• _The input_:
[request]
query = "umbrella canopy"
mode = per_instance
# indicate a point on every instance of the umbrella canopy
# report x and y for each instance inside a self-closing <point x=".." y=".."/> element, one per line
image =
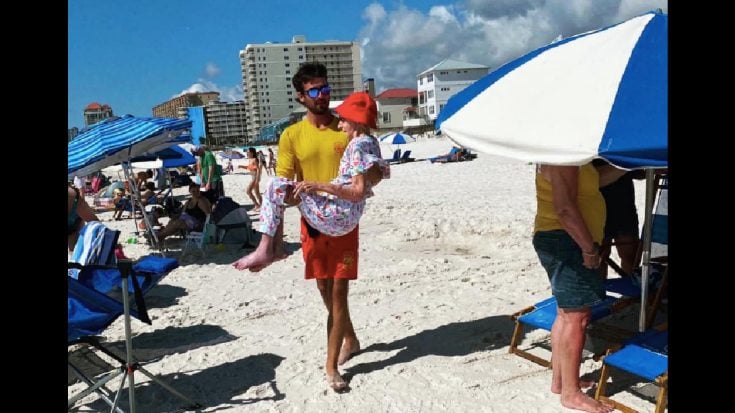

• _Task instructions_:
Reproduce every line of the material above without any change, omitting the pictures.

• _Written answer_:
[request]
query = "umbrella canopy"
mode = per_instance
# indicate a point on every instance of the umbrella canopy
# report x and y for each instance inside a self-closing <point x=".." y=".."/> element, one per line
image =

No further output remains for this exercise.